Innocent youth is vastly over rated as a compelling description of character. You've got more of a synopsis here than a hook.

You're drowing in names. The idea that powerful oppoents can be disarmed by innocent youth is a literary device from the 50's....the 1850s.

There's no connection between paragraphs. It's like a series of telegrams.

This is a mess.


Dave said...

Who says: A dark night in a town with no secrets" ...? ? ? ?

These are either pure cliche or poor English:
uncovers a heinous plot, a genetic altering experiment is set to unleash upon Earth’s children, beginning at Medda. The 11th Hour’s plot might asunder the fragile alliances currently existing between New Earth governments.

Quooquoo said...

Middle grade's my thing. If this were my story, I'd blurb it as follows:

Under the threat of hostile subversives, eleven-year-old Angel Song Hammer is forced to leave the only life she’s ever known—up on mankind’s first space station, Luna One—for the big blue planet below.

Though famous for being the only child born on Luna One, Angel finds that life on Earth is astronomically lonely. That is until know-it-all George Ivanosky and his goofy twin brothers allow her to tag along while meandering through the fields surrounding Medda, Washington—Angel’s new home.

It’s out among nature that the four new friends discover an alarming trend—mutated animals. Terrorists known as the 11th Hour are suspected, but no one is prepared for the group’s most sinister plan—to genetically alter Earth’s children. With little proof, the friends decide they’ll need to go out on their own to gather irrefutable evidence.

Overwhelmed by the consequences of her decisions, including the death of her friends’ parents, Angel has no idea how she’ll fight the deadly substance that has finally contaminated…her.

I Said said...

C'mon--an eleven-year old leaves home to save the world? Especially a physically weak, socially clumsy one? And how'd she leave the lunar base? And if she's so good and famous and all, why'd she bolt at the first sign of subversion? Armed with computer data that evidently even an 11-year old can see is an evil plot, why be reluctant to call in the big guns--the grown-ups.

PROMPT A
From the critique comments, write out word for word the passage starting at "Who says: A" and ending at "Quooquoo said...".
PROMPT B
Turn the paragraph of the critique comments that begins "It’s out among nature" into a short list that keeps its main facts.
The listing after this comes from a separate source.

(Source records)
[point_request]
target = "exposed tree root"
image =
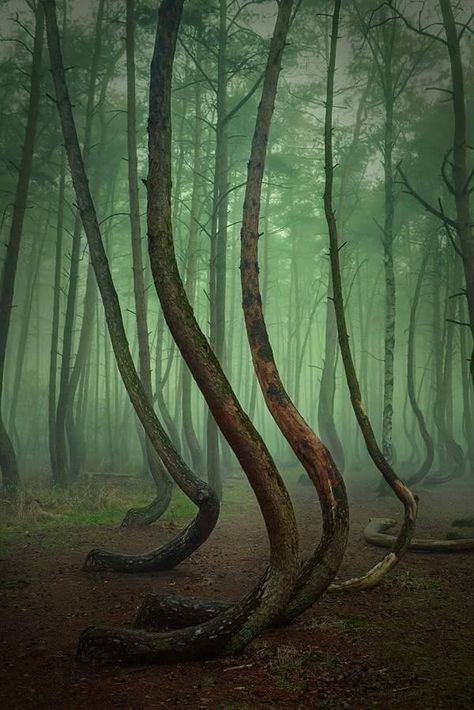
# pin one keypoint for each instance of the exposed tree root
(167, 556)
(141, 517)
(406, 497)
(375, 534)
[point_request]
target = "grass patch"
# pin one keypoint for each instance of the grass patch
(90, 503)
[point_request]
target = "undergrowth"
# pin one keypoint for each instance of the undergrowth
(39, 507)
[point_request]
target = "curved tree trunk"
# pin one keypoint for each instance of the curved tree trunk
(192, 441)
(462, 179)
(53, 358)
(318, 572)
(61, 473)
(8, 462)
(233, 629)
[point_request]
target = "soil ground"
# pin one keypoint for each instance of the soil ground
(408, 644)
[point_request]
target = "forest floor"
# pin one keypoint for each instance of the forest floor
(408, 644)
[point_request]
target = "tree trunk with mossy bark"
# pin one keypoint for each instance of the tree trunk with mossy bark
(197, 532)
(373, 576)
(8, 460)
(139, 517)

EXERCISE OUTPUT A
Who says: A dark night in a town with no secrets" ...? ? ? ?

These are either pure cliche or poor English:
uncovers a heinous plot, a genetic altering experiment is set to unleash upon Earth’s children, beginning at Medda. The 11th Hour’s plot might asunder the fragile alliances currently existing between New Earth governments.

Quooquoo said...

EXERCISE OUTPUT B
- Out in nature, the four new friends discover an alarming trend: mutated animals.
- Terrorists known as the 11th Hour are suspected.
- No one is prepared for the group's most sinister plan, which is to genetically alter Earth's children.
- With little proof, the friends decide to go out on their own to gather irrefutable evidence.